• **EXERCISE BRIEF**:
Please write out exactly the lines that begin at the line containing "Target: shadowed rock face" and run to the end of the records.

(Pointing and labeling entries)
——————————
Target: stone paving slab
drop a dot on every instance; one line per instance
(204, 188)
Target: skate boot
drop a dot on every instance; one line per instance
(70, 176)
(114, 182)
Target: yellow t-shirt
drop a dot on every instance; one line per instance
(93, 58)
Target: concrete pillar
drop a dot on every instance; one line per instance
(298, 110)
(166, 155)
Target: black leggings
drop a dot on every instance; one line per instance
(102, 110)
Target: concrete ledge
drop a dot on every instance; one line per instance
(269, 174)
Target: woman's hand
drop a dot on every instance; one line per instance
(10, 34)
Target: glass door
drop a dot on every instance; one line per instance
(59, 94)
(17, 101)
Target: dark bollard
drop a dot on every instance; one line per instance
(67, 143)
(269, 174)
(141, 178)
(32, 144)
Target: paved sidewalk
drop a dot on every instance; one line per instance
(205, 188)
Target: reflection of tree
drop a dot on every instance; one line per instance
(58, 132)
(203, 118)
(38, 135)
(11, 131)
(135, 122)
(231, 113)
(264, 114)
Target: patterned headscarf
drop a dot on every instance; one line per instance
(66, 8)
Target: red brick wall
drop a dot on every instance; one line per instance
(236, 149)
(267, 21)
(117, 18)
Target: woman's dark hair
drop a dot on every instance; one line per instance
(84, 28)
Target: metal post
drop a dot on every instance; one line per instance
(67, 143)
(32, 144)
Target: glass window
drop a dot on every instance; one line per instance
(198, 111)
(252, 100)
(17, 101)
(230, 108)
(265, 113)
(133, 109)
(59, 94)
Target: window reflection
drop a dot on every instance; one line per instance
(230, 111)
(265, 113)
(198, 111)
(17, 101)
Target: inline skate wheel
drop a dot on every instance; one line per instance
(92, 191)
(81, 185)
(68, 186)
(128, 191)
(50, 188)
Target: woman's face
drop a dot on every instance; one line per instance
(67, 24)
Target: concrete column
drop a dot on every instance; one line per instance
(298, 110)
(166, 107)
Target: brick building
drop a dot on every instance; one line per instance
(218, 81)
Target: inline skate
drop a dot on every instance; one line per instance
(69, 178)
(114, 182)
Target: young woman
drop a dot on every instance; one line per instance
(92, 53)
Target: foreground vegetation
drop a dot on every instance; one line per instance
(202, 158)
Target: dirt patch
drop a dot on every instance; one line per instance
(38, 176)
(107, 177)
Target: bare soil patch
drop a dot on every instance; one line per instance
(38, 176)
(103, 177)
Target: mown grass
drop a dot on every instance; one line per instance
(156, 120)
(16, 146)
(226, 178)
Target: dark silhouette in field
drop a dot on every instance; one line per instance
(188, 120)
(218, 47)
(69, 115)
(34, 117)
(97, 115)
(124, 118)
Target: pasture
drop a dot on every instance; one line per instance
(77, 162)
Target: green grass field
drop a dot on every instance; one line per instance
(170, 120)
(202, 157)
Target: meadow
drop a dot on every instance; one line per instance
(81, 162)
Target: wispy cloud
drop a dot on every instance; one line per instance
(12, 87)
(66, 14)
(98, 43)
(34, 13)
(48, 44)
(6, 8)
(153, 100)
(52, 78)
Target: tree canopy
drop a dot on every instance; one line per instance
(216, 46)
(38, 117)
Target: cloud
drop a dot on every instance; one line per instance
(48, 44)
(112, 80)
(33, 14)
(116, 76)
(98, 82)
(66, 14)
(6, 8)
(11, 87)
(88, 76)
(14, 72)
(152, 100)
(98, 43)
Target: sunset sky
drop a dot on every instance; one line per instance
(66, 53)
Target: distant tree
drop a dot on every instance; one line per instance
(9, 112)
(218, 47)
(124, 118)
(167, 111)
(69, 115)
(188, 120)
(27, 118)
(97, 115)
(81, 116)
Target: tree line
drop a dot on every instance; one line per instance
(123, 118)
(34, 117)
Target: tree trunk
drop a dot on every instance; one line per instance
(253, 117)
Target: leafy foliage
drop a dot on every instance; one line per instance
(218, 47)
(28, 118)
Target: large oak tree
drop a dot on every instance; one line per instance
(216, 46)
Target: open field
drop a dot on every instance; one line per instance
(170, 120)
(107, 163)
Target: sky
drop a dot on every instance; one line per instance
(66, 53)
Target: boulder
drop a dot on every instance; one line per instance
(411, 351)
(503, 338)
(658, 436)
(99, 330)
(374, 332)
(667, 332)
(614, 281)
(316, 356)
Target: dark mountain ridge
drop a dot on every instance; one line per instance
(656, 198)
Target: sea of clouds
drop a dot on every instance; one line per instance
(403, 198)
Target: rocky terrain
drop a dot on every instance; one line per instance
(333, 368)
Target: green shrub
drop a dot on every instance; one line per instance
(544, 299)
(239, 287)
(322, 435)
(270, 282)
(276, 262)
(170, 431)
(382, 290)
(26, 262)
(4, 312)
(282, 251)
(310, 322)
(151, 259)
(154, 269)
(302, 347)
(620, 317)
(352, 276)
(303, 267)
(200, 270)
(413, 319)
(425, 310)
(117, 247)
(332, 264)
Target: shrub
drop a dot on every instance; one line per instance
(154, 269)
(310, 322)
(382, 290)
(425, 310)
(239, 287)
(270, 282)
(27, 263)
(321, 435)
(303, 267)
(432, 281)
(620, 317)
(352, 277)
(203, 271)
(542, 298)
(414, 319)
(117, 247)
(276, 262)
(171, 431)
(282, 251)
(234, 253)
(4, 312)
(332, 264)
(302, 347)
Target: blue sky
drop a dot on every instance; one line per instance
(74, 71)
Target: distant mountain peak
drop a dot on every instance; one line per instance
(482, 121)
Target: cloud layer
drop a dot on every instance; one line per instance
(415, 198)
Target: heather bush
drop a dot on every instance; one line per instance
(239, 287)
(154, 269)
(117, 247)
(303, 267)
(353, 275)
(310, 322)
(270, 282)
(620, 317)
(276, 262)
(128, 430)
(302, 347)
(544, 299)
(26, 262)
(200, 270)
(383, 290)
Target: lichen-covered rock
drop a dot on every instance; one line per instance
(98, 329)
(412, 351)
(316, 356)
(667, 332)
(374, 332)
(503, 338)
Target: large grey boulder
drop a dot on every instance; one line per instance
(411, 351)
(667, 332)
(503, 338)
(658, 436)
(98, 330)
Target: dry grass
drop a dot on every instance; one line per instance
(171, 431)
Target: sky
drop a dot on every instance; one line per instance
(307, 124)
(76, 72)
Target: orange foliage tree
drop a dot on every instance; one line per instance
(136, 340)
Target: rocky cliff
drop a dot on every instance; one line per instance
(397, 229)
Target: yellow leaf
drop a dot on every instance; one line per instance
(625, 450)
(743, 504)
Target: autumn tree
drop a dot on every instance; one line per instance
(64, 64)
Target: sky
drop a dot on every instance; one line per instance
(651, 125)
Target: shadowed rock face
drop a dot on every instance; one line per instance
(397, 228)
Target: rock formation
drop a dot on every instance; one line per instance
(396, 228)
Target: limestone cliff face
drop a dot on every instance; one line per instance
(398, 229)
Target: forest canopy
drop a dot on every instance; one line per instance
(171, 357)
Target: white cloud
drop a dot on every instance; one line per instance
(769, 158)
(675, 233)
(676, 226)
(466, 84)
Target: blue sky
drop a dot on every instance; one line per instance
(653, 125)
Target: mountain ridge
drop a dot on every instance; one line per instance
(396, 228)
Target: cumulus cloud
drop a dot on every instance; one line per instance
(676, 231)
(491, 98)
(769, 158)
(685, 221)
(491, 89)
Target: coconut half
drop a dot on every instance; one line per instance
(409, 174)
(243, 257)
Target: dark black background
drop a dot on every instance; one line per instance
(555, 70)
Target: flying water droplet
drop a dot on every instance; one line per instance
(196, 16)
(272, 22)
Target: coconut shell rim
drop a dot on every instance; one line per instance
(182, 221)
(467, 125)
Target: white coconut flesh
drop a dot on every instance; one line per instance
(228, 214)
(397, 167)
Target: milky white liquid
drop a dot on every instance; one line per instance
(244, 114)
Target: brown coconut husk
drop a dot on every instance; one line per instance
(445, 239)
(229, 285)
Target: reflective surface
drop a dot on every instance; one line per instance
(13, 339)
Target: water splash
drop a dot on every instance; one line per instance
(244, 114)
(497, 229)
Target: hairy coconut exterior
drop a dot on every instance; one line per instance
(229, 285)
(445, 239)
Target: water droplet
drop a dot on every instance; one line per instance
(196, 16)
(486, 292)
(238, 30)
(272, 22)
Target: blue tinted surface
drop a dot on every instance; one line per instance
——————————
• **ANSWER**:
Target: shadowed rock face
drop a dot on every instance; one line per instance
(397, 228)
Target: rock formation
drop a dot on every instance; one line per instance
(396, 228)
Target: limestone cliff face
drop a dot on every instance; one line per instance
(398, 229)
Target: forest canopy
drop a dot on every instance; one line per instance
(171, 357)
Target: white cloud
drop a dot on every instance; one line per instance
(769, 158)
(675, 233)
(676, 226)
(466, 84)
Target: blue sky
drop a dot on every instance; one line per instance
(653, 125)
Target: mountain ridge
drop a dot on every instance; one line per instance
(396, 228)
Target: cumulus cloud
drop a dot on every instance; one line per instance
(676, 231)
(491, 98)
(769, 158)
(685, 221)
(491, 89)
Target: coconut half
drop a dot on every instance; one line per instance
(409, 174)
(243, 257)
Target: dark black background
drop a dot on every instance; one line per instance
(555, 70)
Target: flying water droplet
drop a dot on every instance; one line per instance
(196, 16)
(272, 22)
Target: coconut shell rim
drop a dot on every instance; one line per instance
(182, 221)
(467, 125)
Target: white coconut flesh
drop a dot on every instance; one line per instance
(228, 214)
(397, 167)
Target: milky white liquid
drop a dot on every instance; one line per instance
(244, 114)
Target: brown coconut husk
drop a dot on every instance; one line per instance
(445, 239)
(229, 285)
Target: reflective surface
drop a dot on every instance; one line per instance
(13, 339)
Target: water splash
drop a dot on every instance; one line per instance
(244, 114)
(497, 229)
Target: hairy coconut exterior
drop a dot on every instance; one line per instance
(229, 285)
(445, 239)
Target: water droplet
drop a dot on every instance; one line per instance
(196, 16)
(486, 292)
(238, 30)
(272, 22)
Target: blue tinted surface
drop a dot on every instance; one line per instance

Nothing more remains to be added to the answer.